What the task requires:
Rewrite the items below as a numbered list with each line as its own entry, skipping blank lines and leaving out the pictures.

Data excerpts:
++++++++++
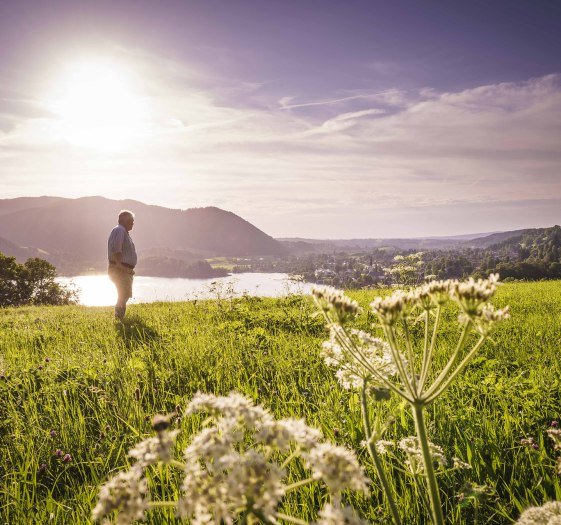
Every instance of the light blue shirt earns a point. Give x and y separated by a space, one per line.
120 242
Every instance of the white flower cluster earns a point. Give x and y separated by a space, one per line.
233 466
355 354
410 445
127 492
472 297
337 467
334 303
223 476
548 514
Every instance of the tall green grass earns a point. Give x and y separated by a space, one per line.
96 384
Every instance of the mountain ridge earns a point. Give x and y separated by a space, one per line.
76 230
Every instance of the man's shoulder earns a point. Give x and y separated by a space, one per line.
118 230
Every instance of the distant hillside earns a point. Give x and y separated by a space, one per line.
493 239
481 240
21 253
77 229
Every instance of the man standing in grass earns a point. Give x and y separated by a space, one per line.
122 260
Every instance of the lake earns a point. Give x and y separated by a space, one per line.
98 290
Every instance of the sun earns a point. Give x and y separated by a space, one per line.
98 106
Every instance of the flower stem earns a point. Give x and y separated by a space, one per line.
162 504
428 353
441 388
290 519
442 376
430 476
376 458
298 484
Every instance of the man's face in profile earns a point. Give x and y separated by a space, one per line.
128 223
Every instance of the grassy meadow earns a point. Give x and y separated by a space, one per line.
77 390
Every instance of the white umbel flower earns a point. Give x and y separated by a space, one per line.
126 493
337 467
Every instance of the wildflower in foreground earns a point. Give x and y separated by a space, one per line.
548 514
233 468
355 353
405 364
125 493
337 466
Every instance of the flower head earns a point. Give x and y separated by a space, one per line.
337 466
334 303
359 357
471 295
126 493
548 514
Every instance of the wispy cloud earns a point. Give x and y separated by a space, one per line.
393 162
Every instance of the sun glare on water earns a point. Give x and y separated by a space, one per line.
98 107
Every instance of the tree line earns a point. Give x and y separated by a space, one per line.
31 283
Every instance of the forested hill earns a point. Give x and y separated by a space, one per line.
79 228
531 254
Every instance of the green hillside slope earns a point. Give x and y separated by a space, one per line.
74 382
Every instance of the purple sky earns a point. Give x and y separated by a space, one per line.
307 118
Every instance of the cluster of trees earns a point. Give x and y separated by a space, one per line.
534 254
31 283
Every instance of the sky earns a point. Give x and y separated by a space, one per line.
308 118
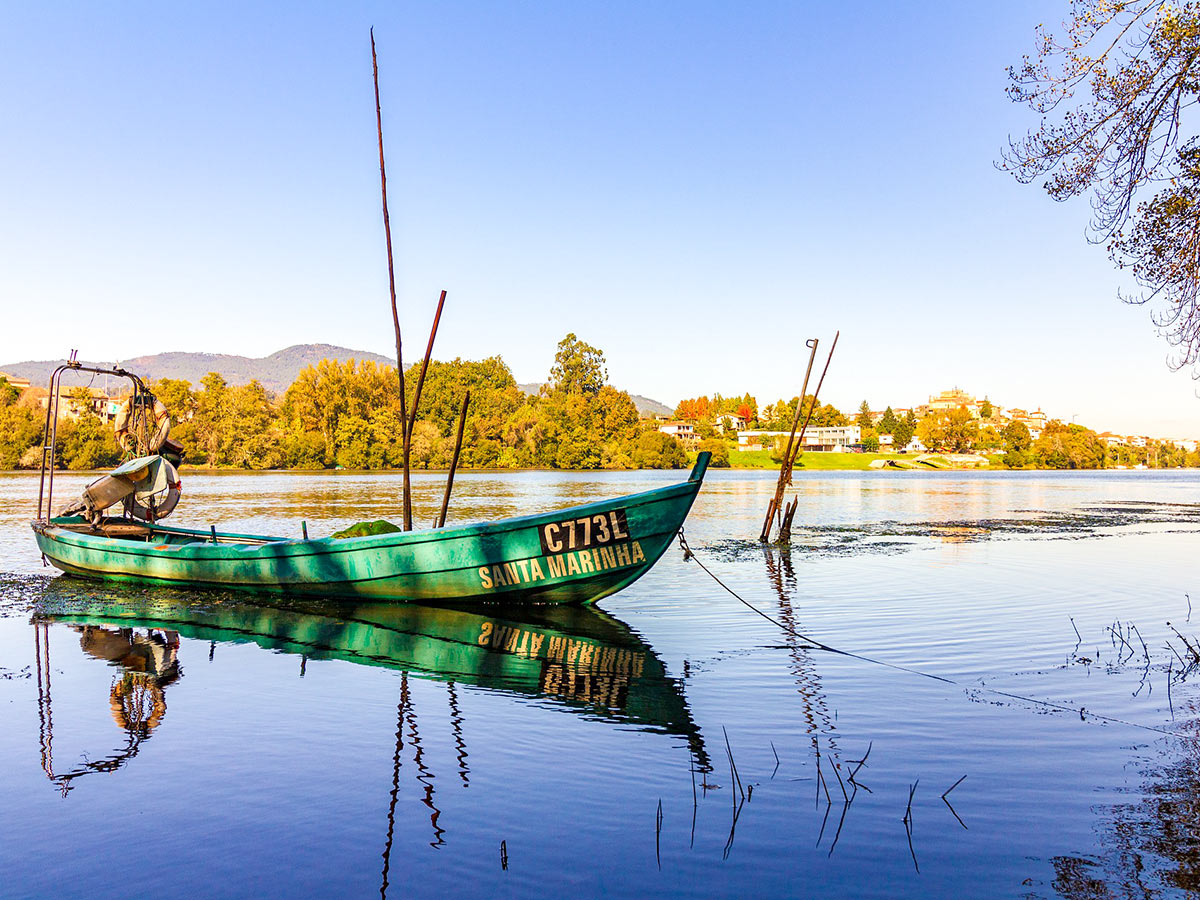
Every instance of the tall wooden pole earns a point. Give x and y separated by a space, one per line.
425 366
391 287
791 461
785 523
775 504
++++++++++
The completed task:
1. Every instance of the light blue shirt earns a point. Give x and y separated by a space, one per line.
2. 120 242
3. Every instance of the white flower cluster earns a point. Give x and y separated by a space, one per line.
4. 233 466
5. 355 354
6. 410 445
7. 127 492
8. 472 297
9. 337 467
10. 334 303
11. 223 476
12. 548 514
13. Every instance of the tall green grass earns a point. Give x and y separated by a space, one per line.
14. 96 384
15. Every instance of the mountain ridge earns a point. Give x and y separated by a space, one per line.
16. 76 230
17. Every instance of the man's shoulder earns a point. Give x and y separated by a space, one per line.
18. 118 230
19. Every instance of the distant hillside earns a point. Give x and y separated by a space, one per line.
20. 493 239
21. 481 240
22. 21 253
23. 77 229
24. Every instance of the man standing in grass earns a point. Give x and y separated by a space, one per line.
25. 122 260
26. Every instance of the lake earns a point. Give x and y separated by a space, one per line.
27. 98 290
28. Every instance of the sun earns a point. Give x and y separated by a space, one per line.
29. 98 106
30. Every instance of the flower stem earns a point. Give x and y separated by a space, one per line.
31. 162 504
32. 428 353
33. 441 388
34. 290 519
35. 442 376
36. 430 476
37. 376 458
38. 298 484
39. Every instance of the man's face in profile earns a point. Give x and y separated by a space, one per line.
40. 128 223
41. Every instance of the grassy meadow earns a point. Give x and y separated by a space, one per line.
42. 77 390
43. Every instance of the white umbel flower earns a point. Give x and y separated by a space, one per line.
44. 126 493
45. 337 467
46. Every instance of the wildflower in foreground earns a point. Give x and y separated by a space, one per line.
47. 548 514
48. 233 468
49. 355 353
50. 405 364
51. 125 493
52. 337 466
53. Every instance of the flower head earns a point. Give x and y separated by a space, one per line.
54. 337 466
55. 334 303
56. 359 357
57. 471 295
58. 126 493
59. 548 514
60. Every instance of the wispy cloud earns a point. Give x and y separated by a space, one per line.
61. 393 162
62. Every instance of the sun glare on water earns a point. Give x and y separated by a space, one per line.
63. 98 107
64. Every instance of the tree line earns a point. Give x and y separated by a space, one per line.
65. 31 283
66. Every instance of the forested hill earns a point. Give x and y separated by a space, one per line.
67. 79 228
68. 531 254
69. Every instance of the green hillside slope earns a point. Give x and y separated by a space, one per line.
70. 74 382
71. Every instance of the purple sky earns a point. Give x and y separated by a space, one per line.
72. 307 118
73. Every instance of the cluster of trees earns a point. Give x and y separated by a space, one per line.
74. 534 254
75. 31 283
76. Every instance of the sky earns a point. Give x and y separated by a space, one per line.
77. 308 118
78. Every instance of the tall wooden pole earns a point. Give x and y separated by a space, one per line.
79. 425 366
80. 391 287
81. 791 461
82. 785 523
83. 775 504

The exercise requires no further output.